Texte:
Vers un meilleur accès à la justice : Les succès du milieu communautaire

Vers un meilleur accès à la justice : Les succès du milieu communautaire

L’accès à la justice est une valeur fondamentale du système de justice canadien. Le préambule de la Charte canadienne des droits et libertés prévoit notamment que le Canada est un pays fondé sur le principe de la primauté du droit. Déjà en 2013, un groupe national établi par la juge en chef de la Cour suprême de l’époque, la très honorable Beverley McLachlin, révélait que l’accès à la justice au Canada devait être amélioré de façon urgente. Plus récemment, dans le cadre d’une allocution prononcée en 2018, le juge en chef de la Cour suprême, le très honorable Richard Wagner affirmait : « L’accès à la justice est un enjeu qui concerne la démocratie, les droits de la personne et même l’économie. » En termes concrets, l’amélioration de l’accès à la justice passe très souvent par les services juridiques offerts en milieu communautaire. Par exemple : la Clinique juridique francophone d’Ottawa (CJFO), qui dessert quotidiennement les résidents francophones de la région de la capitale nationale.

Consignes de l'exercice:
(a) D'après le texte sur l'accès à la justice, qui a établi le groupe national de 2013 ?
(b) Prolongez le texte sur l'accès à la justice à partir de sa dernière phrase.

Enregistrements extraits:
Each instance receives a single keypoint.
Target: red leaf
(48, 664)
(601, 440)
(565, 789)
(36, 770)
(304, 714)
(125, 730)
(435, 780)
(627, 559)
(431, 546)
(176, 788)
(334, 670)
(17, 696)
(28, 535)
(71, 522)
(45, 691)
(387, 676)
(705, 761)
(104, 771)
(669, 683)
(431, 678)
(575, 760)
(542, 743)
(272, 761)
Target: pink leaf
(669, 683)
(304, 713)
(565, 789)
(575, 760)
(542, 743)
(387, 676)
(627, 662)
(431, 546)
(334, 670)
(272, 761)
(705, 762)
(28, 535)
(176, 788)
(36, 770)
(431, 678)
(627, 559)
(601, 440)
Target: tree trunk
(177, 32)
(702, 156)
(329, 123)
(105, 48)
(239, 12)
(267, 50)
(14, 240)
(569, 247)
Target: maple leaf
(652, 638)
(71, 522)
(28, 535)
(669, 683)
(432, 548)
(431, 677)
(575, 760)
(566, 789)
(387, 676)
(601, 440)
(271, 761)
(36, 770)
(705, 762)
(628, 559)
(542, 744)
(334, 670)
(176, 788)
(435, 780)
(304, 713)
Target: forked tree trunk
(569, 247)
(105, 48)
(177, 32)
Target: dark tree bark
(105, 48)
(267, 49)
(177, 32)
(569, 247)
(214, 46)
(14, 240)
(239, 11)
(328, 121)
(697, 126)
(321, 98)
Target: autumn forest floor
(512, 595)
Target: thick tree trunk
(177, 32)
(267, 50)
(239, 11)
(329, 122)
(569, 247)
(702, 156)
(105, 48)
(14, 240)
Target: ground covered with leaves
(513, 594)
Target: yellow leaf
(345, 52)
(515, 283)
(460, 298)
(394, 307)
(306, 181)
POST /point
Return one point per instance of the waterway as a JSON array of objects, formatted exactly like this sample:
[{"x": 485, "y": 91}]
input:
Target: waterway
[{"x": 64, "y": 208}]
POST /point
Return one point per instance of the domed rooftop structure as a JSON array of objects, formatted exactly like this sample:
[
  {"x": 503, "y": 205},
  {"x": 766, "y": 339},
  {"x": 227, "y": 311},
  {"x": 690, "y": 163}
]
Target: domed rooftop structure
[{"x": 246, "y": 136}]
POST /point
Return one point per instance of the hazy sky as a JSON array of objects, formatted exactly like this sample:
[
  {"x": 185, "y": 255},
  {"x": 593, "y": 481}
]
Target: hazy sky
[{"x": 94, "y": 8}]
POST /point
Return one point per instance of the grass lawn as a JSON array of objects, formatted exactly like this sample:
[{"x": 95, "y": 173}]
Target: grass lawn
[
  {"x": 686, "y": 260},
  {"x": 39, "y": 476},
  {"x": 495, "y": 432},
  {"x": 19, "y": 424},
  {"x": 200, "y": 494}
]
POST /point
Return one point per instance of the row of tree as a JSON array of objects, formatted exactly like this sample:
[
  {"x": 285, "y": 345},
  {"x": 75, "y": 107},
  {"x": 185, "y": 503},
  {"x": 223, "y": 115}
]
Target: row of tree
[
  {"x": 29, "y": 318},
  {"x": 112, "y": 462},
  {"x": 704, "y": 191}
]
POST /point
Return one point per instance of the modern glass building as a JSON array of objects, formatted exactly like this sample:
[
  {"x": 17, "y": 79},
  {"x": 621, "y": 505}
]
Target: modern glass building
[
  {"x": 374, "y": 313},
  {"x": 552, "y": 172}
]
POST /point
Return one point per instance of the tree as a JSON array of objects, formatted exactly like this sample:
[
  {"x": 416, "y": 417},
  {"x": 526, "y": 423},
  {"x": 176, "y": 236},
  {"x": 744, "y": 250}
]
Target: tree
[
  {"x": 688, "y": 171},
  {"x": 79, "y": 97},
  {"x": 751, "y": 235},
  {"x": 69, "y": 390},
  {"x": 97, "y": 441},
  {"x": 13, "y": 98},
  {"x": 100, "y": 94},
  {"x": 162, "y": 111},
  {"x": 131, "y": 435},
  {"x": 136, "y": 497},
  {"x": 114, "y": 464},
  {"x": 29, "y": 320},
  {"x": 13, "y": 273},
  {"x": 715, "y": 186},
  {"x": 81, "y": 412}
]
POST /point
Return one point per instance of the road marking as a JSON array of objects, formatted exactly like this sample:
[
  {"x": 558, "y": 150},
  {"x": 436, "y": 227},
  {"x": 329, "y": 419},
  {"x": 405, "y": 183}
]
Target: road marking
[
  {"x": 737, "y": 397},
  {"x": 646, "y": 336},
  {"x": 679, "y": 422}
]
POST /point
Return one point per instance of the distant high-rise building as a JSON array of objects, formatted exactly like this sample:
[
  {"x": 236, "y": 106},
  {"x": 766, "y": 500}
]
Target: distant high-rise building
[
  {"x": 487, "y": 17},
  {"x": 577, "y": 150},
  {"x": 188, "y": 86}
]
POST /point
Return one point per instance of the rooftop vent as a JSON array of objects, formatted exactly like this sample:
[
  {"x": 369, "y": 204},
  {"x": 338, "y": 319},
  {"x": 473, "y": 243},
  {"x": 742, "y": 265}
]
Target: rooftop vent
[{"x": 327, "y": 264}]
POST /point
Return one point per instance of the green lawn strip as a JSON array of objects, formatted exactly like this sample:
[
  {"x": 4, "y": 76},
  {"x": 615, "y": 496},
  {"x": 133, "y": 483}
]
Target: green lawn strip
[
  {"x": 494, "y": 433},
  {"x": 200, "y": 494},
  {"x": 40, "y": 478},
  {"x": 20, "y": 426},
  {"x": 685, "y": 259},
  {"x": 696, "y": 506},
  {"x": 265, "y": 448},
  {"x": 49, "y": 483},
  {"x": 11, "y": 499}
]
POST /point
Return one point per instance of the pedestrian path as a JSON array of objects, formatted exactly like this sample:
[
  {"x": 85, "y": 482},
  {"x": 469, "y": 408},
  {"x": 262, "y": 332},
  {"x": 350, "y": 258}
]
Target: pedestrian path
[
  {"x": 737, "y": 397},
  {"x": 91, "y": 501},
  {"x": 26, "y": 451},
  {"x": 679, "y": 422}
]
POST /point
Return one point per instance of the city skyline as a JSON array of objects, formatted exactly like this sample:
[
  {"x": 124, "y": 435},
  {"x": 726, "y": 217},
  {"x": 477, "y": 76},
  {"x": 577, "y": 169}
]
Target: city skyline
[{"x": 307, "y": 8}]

Corrigé de l'exercice:
(a) La juge en chef de la Cour suprême de l'époque, la très honorable Beverley McLachlin.

(b)
 

Une approche holistique

Logée à l’intérieur du Centre des services communautaires Vanier (CSC Vanier), la CJFO s’insère dans un style d’intervention holistique : à la même adresse, on peut obtenir des services juridiques gratuits et des services sociaux spécialisés. Ainsi, une personne victime de violence peut à la fois bénéficier de services de thérapie auprès d’un-e intervenant-e du CSC Vanier et être référée à un-e avocat-e de la CJFO pour contester l’éviction de son logement. Selon Me Safiatou Diallo, avocate en matière d’immigration auprès de la Clinique, « Cette approche “multiservices” vise à assister concrètement les justiciables qui font face à plusieurs problèmes d’ordre social et juridique en même temps. C’est une façon de repenser l’accès à la justice à long terme, au-delà des défis fonctionnels du système juridique. »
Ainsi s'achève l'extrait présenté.